**EXERCISE AIM**
Start at the line containing "Task: Find the rusty" and transcribe every line exactly through the end of the records below, and only those lines.

Coordinate annotation entries:
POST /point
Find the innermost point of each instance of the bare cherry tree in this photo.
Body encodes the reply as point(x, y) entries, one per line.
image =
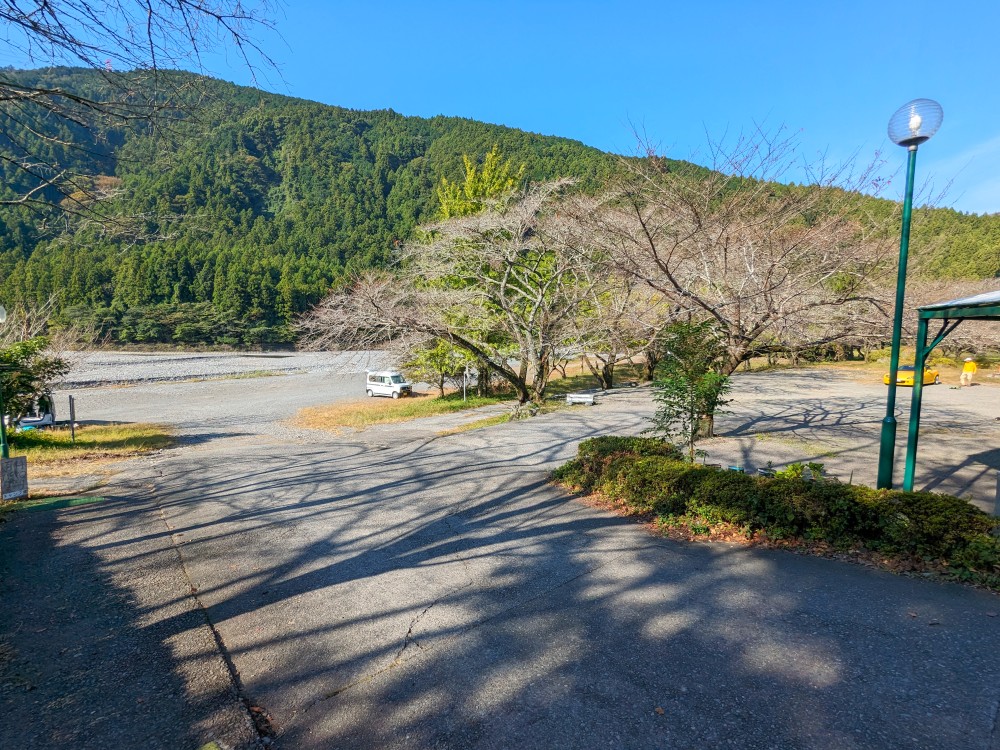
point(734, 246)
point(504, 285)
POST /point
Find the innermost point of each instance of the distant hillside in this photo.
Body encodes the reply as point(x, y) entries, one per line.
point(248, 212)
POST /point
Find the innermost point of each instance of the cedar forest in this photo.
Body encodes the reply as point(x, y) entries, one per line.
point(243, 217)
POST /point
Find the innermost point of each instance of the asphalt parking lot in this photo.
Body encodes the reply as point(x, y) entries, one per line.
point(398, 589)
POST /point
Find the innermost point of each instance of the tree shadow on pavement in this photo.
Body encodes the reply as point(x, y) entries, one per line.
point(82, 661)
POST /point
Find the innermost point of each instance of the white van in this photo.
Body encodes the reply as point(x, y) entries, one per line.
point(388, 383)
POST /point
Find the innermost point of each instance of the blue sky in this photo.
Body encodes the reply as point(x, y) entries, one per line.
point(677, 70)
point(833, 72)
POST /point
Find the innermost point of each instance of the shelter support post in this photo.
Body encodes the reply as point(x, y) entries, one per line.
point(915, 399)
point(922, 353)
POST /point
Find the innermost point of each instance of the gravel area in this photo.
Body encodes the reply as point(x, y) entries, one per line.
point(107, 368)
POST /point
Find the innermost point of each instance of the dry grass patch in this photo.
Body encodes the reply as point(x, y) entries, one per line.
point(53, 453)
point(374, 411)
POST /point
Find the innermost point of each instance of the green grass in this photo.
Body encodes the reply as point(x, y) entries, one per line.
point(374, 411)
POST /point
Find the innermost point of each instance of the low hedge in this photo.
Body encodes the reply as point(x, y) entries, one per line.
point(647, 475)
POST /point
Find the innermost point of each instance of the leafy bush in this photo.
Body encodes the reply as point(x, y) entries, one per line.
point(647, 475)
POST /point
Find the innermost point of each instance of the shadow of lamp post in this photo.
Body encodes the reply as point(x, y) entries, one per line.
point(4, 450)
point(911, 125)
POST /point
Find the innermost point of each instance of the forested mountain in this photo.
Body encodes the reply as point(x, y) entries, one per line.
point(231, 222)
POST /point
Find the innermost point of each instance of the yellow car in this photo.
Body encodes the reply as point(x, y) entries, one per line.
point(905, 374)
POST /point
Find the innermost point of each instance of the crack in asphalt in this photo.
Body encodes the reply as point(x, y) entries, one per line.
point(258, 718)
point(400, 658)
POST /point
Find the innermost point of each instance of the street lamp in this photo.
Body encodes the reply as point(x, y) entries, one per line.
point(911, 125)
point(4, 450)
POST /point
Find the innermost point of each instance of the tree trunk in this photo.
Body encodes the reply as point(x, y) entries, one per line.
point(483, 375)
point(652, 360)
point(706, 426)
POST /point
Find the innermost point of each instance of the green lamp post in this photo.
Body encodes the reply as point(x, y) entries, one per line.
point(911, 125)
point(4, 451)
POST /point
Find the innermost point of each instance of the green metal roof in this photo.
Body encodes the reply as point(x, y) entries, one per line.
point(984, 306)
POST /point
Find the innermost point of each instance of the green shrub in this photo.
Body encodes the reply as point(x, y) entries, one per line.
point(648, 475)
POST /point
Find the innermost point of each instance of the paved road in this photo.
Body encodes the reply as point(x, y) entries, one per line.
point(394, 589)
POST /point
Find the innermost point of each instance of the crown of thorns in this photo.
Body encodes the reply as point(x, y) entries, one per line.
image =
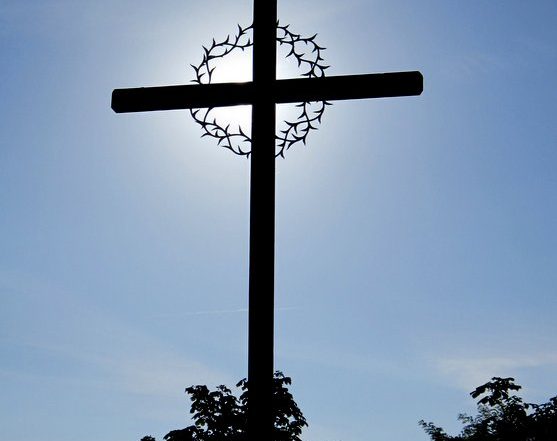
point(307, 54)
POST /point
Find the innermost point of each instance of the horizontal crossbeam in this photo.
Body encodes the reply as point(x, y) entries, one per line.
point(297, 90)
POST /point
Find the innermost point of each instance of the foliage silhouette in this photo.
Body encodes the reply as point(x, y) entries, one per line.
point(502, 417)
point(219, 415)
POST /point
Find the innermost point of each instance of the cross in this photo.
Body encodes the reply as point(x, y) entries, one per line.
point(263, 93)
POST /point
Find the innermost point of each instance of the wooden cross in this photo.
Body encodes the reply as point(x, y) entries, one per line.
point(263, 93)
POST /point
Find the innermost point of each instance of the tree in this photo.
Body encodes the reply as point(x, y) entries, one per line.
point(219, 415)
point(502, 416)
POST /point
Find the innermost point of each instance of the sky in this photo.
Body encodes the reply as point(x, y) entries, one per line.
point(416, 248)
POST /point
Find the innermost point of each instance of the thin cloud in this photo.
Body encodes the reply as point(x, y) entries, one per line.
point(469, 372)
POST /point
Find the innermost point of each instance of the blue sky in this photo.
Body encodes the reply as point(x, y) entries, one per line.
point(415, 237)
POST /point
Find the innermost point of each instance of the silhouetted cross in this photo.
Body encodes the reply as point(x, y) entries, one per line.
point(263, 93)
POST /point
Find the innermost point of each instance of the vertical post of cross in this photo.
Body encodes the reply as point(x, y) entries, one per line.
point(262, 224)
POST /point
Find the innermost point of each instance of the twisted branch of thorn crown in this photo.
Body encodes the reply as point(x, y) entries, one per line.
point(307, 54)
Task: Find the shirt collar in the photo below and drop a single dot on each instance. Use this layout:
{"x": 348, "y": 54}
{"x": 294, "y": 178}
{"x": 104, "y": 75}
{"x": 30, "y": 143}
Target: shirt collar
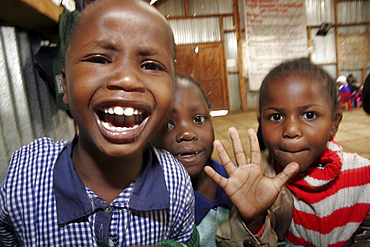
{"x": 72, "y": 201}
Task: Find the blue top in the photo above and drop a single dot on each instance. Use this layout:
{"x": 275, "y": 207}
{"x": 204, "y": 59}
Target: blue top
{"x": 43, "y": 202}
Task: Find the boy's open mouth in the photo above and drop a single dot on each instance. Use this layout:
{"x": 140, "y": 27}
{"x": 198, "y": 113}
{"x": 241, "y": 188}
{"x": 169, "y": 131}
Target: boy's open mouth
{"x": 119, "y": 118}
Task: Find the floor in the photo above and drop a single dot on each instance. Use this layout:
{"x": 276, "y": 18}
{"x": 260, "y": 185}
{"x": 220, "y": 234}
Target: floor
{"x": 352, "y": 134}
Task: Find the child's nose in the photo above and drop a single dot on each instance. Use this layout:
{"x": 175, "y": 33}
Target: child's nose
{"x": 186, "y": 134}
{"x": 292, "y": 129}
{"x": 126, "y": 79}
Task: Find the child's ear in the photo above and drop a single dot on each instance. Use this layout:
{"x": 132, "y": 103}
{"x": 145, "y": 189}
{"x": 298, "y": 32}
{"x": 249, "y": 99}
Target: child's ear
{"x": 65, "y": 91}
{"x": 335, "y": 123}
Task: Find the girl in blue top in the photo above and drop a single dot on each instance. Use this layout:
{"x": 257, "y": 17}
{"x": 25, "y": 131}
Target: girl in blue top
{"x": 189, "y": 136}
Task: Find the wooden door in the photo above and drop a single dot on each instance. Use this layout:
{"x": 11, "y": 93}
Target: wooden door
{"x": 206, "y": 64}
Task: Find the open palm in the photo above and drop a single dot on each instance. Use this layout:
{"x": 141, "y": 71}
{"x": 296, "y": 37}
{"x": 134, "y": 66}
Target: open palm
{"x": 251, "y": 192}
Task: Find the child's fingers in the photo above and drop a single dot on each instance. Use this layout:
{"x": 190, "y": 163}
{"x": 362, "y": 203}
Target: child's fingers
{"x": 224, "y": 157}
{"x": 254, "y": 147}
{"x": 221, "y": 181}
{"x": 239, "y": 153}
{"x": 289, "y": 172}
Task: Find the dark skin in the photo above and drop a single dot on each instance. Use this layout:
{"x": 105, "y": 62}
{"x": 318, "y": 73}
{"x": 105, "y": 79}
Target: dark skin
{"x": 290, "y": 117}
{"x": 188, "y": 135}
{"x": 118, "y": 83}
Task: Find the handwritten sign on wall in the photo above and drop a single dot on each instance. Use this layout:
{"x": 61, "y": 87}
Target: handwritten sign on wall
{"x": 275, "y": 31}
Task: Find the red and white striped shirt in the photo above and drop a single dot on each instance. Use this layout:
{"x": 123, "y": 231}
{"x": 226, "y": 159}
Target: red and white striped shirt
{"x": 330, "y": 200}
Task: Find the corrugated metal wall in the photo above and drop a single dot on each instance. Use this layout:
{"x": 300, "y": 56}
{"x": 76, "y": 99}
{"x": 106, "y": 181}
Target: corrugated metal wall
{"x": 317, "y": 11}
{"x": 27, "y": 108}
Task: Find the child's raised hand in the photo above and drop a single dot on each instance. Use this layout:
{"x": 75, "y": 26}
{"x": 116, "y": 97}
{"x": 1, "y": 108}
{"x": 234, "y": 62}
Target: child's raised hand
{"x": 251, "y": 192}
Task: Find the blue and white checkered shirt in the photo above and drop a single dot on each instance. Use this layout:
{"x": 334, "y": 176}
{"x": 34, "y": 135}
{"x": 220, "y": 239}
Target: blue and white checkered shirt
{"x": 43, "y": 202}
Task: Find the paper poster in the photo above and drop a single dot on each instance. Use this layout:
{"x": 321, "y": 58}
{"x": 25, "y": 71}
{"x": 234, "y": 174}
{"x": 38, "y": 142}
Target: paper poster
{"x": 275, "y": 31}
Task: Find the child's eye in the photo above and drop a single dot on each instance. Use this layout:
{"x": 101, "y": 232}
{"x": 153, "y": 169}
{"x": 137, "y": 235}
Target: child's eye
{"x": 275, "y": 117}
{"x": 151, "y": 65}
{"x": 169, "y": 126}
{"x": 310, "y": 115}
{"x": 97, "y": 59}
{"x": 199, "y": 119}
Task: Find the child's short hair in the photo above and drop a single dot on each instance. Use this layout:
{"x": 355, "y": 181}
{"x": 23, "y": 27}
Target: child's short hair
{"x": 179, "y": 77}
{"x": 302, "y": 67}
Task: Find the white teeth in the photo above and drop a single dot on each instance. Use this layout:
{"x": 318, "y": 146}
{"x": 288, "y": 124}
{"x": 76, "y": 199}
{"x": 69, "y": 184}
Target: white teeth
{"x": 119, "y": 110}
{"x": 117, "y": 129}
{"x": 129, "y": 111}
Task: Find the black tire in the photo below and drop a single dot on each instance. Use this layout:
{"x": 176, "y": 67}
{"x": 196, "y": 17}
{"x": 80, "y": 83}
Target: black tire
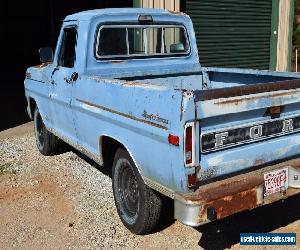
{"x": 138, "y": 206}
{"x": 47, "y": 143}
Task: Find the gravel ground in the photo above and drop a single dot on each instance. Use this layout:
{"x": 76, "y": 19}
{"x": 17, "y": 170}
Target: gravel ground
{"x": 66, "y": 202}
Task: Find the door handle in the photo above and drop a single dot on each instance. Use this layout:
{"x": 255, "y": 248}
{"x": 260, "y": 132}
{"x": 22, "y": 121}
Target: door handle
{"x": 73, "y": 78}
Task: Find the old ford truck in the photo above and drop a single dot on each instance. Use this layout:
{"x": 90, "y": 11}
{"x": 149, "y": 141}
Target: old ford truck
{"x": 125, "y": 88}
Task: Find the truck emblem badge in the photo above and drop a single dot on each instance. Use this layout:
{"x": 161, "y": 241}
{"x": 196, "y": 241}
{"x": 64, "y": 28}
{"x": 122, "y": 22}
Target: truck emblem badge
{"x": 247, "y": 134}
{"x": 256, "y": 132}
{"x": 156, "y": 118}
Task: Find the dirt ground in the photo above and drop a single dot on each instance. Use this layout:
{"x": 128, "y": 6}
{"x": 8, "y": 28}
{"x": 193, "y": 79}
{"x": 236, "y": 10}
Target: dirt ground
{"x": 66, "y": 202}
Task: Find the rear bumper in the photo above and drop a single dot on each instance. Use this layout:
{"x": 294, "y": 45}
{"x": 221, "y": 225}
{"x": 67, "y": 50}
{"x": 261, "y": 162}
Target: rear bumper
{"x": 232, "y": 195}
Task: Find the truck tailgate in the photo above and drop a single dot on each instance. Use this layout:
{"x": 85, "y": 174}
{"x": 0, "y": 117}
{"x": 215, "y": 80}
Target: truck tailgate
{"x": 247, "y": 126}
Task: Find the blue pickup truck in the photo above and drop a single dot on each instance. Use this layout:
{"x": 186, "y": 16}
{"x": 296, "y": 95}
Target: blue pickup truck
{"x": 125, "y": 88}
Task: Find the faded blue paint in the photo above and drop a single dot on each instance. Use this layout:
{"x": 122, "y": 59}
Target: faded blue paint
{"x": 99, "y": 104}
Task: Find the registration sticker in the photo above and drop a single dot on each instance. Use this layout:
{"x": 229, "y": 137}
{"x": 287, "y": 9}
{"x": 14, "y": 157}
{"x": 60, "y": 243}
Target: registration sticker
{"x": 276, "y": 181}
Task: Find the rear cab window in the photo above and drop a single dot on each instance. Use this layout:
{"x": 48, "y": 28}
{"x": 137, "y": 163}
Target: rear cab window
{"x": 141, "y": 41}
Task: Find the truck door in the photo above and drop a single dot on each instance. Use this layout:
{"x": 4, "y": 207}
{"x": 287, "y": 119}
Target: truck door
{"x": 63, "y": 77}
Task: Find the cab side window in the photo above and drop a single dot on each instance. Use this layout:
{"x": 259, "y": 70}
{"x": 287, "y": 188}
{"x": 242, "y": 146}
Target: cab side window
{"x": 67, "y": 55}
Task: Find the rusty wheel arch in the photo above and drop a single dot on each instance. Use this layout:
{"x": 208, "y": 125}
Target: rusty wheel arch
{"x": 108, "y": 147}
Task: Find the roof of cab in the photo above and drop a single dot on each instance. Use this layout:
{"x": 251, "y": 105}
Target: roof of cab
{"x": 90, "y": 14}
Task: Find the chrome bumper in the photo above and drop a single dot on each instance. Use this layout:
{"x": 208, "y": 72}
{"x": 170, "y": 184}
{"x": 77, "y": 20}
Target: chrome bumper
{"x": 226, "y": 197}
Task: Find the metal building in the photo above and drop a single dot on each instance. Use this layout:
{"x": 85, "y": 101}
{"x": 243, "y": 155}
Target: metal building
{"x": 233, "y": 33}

**TASK RESPONSE**
Task: Find the rusty wheel arch in the photo above and drop a single dot on each instance. Use this layout:
{"x": 208, "y": 125}
Target: rusty wheel arch
{"x": 108, "y": 147}
Task: Find the roof of cab in the photo above and drop a single dot on each instance. Use this layout:
{"x": 251, "y": 105}
Target: roof of cab
{"x": 90, "y": 14}
Task: Find the chrome bumper in the photo above and drop a single dot on each instance. Use this layout:
{"x": 208, "y": 72}
{"x": 170, "y": 184}
{"x": 77, "y": 20}
Target: chrome bumper
{"x": 226, "y": 197}
Task: Find the metal building in the photo above and drop a single dot on each instance. Use this layout:
{"x": 85, "y": 101}
{"x": 243, "y": 155}
Target: metal building
{"x": 233, "y": 33}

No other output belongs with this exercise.